## START MATERIAL SHOWN

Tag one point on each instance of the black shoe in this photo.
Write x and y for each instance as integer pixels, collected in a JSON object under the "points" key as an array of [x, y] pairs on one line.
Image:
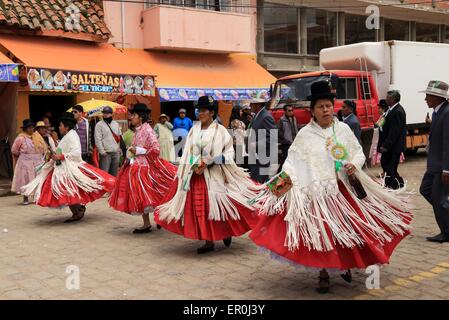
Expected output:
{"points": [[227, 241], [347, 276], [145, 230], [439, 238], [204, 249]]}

## END MATERIAL SHOWN
## START MATERIAL SHOWN

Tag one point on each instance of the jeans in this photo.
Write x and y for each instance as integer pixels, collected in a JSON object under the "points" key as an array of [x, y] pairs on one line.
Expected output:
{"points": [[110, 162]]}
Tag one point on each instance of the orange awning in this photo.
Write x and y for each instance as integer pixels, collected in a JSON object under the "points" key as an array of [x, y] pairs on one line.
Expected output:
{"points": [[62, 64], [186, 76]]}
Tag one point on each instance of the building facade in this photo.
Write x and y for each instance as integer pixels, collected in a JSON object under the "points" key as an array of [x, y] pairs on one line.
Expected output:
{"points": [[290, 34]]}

## END MATERIAL SHOWN
## START MATERIAL SHOWN

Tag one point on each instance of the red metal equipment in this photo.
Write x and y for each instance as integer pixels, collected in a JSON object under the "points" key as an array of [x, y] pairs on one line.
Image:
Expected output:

## END MATERIAL SHOWN

▶ PROBLEM STATEMENT
Pull out each line of the listing above that contains the word "photo", keeping them in their original order.

▶ WRITTEN SOLUTION
Tag one point on each instance of the black shoe in this photo.
Tag one point on each instance of the jeans in this photo.
Tag one point on each instance of the orange awning in this photo.
Tag one point on each instance of the building facade in this photo.
Tag one point on each instance of the red metal equipment in this photo.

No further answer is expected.